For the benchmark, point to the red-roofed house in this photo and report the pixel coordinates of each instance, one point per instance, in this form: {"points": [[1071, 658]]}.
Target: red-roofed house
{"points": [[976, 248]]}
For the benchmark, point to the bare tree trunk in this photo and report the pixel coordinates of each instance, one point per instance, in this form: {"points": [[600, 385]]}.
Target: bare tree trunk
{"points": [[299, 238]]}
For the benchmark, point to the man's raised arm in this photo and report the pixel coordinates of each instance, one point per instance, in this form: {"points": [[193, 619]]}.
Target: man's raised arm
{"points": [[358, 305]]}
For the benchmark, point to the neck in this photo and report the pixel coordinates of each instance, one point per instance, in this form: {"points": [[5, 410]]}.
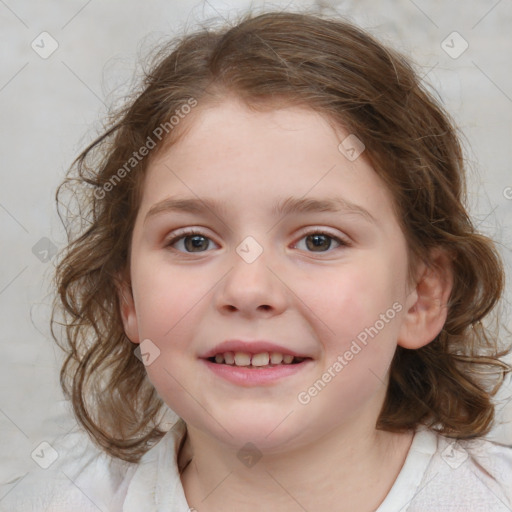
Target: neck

____________

▸ Task
Quote the part of the records that opens with the line containing "For the benchmark, point to the neck" and runs through the end of the records. Leave the picture out of your answer.

▸ Response below
For the benchmark, point to the neck in this photo and report the pixel coordinates of each instance, one point per instance, in this form: {"points": [[5, 410]]}.
Target: neck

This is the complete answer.